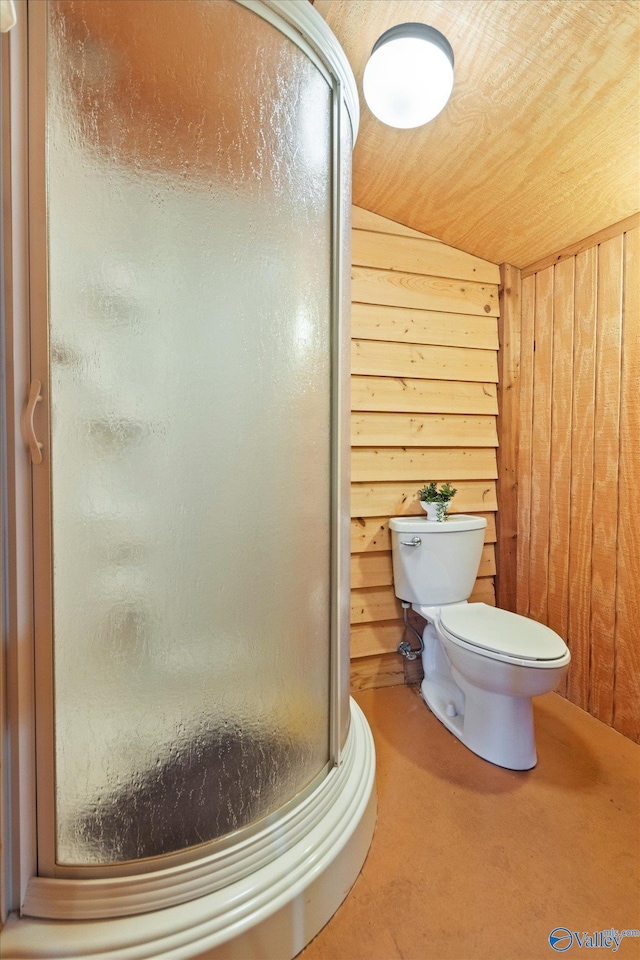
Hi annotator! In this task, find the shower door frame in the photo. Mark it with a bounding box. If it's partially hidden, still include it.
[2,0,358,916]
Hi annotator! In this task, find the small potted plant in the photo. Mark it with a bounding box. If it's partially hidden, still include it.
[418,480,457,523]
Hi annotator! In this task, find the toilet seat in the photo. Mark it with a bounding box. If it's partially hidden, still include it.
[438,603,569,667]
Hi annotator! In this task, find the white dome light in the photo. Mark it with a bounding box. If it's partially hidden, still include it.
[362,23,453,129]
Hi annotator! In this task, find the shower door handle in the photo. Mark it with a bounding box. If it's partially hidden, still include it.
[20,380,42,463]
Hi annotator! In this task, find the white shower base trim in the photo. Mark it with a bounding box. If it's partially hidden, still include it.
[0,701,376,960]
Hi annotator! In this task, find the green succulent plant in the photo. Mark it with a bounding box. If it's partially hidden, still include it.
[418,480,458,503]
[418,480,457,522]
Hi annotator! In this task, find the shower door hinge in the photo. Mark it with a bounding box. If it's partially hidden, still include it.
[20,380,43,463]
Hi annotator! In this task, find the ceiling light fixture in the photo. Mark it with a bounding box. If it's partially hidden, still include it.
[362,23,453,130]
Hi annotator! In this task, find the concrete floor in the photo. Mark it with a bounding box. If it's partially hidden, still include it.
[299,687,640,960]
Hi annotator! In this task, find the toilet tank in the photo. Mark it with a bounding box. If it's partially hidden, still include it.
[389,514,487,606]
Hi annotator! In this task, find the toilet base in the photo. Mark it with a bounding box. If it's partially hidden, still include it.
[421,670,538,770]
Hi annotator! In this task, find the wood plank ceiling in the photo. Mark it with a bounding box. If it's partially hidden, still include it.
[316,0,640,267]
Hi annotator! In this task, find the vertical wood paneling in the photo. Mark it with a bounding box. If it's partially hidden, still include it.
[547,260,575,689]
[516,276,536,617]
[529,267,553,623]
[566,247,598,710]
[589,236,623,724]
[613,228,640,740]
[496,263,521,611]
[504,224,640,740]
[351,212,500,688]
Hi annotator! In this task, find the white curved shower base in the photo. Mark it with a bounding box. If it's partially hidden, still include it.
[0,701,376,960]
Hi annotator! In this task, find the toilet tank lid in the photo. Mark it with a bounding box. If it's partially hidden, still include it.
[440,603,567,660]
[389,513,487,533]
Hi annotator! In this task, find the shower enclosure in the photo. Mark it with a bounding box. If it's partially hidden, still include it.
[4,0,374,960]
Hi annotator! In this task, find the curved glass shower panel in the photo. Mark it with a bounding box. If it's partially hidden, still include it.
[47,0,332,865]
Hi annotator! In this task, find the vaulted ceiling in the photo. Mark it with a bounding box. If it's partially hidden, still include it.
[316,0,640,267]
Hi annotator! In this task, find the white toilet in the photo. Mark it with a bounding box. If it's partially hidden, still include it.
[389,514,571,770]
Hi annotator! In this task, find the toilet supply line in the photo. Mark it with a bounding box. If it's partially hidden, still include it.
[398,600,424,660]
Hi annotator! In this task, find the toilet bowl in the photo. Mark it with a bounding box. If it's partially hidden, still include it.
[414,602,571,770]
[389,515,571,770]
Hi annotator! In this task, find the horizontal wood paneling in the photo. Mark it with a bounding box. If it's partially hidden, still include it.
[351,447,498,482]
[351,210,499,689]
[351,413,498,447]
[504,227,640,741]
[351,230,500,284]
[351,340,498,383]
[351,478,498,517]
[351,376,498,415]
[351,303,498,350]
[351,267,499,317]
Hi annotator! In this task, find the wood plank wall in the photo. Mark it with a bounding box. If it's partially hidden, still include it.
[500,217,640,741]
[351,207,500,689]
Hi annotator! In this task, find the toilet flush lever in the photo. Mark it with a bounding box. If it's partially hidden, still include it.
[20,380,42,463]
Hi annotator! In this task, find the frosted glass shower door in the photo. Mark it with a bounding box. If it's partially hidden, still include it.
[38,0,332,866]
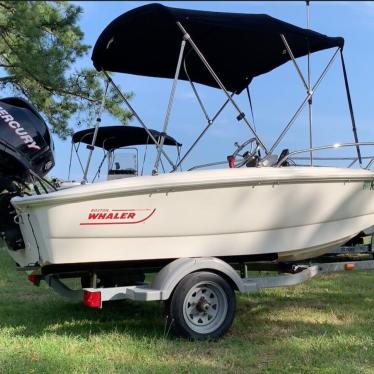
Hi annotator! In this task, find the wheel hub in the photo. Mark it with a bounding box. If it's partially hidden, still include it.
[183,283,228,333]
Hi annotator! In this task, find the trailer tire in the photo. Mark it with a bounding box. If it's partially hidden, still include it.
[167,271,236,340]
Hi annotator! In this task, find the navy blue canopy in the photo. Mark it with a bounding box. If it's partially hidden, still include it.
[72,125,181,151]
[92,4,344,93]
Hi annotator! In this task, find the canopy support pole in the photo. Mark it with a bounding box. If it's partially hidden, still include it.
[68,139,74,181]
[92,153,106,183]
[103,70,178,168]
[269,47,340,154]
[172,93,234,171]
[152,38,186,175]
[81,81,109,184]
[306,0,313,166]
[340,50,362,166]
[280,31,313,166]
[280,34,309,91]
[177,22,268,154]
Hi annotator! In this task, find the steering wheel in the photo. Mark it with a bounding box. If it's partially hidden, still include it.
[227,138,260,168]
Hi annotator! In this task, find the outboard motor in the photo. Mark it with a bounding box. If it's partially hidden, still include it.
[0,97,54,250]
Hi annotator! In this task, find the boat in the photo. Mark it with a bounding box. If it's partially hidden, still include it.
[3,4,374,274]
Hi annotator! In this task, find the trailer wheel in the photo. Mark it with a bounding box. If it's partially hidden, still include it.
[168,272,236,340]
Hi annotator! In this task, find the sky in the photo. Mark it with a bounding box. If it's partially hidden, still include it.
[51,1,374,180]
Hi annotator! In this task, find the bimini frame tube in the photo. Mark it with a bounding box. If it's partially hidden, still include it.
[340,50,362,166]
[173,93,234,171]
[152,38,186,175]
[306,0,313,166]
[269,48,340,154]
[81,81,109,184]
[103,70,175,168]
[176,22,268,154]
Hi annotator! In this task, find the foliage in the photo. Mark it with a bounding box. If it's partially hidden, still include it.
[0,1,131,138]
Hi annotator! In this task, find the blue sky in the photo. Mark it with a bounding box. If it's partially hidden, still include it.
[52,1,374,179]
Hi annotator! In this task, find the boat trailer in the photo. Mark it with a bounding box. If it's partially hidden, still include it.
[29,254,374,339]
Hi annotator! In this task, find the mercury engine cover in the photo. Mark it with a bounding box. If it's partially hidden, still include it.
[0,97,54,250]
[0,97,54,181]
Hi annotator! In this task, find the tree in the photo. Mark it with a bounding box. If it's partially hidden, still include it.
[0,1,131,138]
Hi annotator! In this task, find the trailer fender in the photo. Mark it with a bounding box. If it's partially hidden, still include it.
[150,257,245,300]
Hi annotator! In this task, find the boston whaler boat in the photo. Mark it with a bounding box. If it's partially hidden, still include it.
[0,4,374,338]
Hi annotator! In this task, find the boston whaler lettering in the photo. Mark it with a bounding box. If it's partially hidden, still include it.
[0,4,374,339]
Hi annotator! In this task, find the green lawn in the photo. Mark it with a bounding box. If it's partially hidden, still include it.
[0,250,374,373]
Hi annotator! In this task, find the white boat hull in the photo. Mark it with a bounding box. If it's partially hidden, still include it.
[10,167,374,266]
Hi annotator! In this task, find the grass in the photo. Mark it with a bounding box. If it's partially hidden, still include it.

+===+

* [Exercise description]
Copy everything in the entries from the line containing "Hi annotator! In this task, find the horizontal" down to the line containing "[92,4,344,93]", both included, word for word. Leave the pictures out.

* [The reply]
Hi annotator! In this task, find the horizontal wood paneling in the photo. Mark it with a bounding box. If it's partially hidden, still include it.
[351,447,498,482]
[351,210,499,689]
[351,413,498,447]
[504,227,640,741]
[351,230,500,284]
[351,340,498,383]
[351,478,498,517]
[351,376,498,415]
[351,303,498,350]
[351,267,499,317]
Hi annotator! In this task, find the wood plank wall in the photo. Mark it with a bounding box. If it's partially hidden, still include it.
[500,217,640,741]
[351,207,500,689]
Hi annotator! In this task, find the toilet flush lever in the photo. Mark it with a bounding box. If it's partially hidden, still include it.
[20,380,42,463]
Hi annotator! In this task, find the frosted glass shower door in the photo. Mark it with a bounding box. If it's partially hidden, still include it.
[38,0,332,866]
Hi annotator! In this task, find the wheel hub in the photo. Mark it with a bounding box. If it's partially hidden, still include it.
[183,283,228,333]
Hi annotator! In this task, find the trailer tire in the photo. Mark it with a bounding box. If it's partially hidden, still include it.
[167,271,236,340]
Hi annotator! In this task, find the navy blue canopy in the photo. Mark it with a bounding box. If it's partially hidden, still include it.
[72,125,181,151]
[92,4,344,93]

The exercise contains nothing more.